=== Excerpt ===
· · ·

Panel consensus: It will take litigation to get a transparent body of law on AB5’s implementation

From left to right: Marc Blubaugh, Benesch Law Firm; Matt Schrap, Harbor Trucking Association; Chris Shimoda, California Trucking Association; Peter Schneider, TGS

LONG BEACH, Calif. — Marc Blubaugh, the lead transportation attorney at the Benesch law firm, looked out over easily more than 1,000 people gathered for the annual meeting of the Intermodal Association for North America and told them something they might not have wanted to hear about California’s AB5 independent contractor law.

“If you came into this session thinking you’re going to hear the bulletproof compliance model, you’re going to be disappointed,” Blubaugh said.

Yet even if there was no definitive word on what trucking companies, particularly drayage firms, need to do to come into compliance with AB5, the discussion among Blubaugh and his three panelists brought out key points that at least give some idea of how the industry might respond.

Little new ground was broken in that regard. It was clear from comments by the three panelists — Matt Schrap, CEO of the Harbor Trucking Association, Chris Shimoda of the California Trucking Association and Peter Schneider of carrier TGS Transportation — that the list of compliance options is relatively short and little different from what emerged soon after the U.S. Supreme Court chose not to review a lawsuit by the California Trucking Association. That ensured the injunction keeping AB5 out of California, in effect since January 2020, would be lifted and the state’s trucking sector would come under the law.


One option is to make everybody who drives for a company an employee. Universal Logistics (NASDAQ: ULH) recently did that in its Southern California drayage operations in signing a deal with the Teamsters. Schneider said TGS has done the same thing. Its policy was in place Jan. 1, 2020, when AB5 went into effect in the state but not in trucking because of the injunction. 

Another is the two-check model, in which a driver with a truck gets hired by a third party (like Transforce, which is pushing this solution) or a trucking company while leasing his or her truck back to a carrier. The two-check model received little attention during the IANA panel. The Universal Logistics deal looks to the two-check model, but with Universal, not an outside company like Transforce, as the employer.

A final option, the brokerage model, “seems to have gotten the most traction,” Blubaugh said.

· · ·

=== Data block ===
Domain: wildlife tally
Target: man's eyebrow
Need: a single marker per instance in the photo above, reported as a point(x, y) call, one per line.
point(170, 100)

· · ·

=== Directions ===
Answer these questions from the AB5 article.
1. Whose annual meeting drew the crowd that Blubaugh addressed?
2. Since when had the injunction keeping AB5 out of California been in effect?
3. Which compliance option did Blubaugh say "seems to have gotten the most traction"?

=== Result ===
1. The Intermodal Association for North America.
2. January 2020.
3. The brokerage model.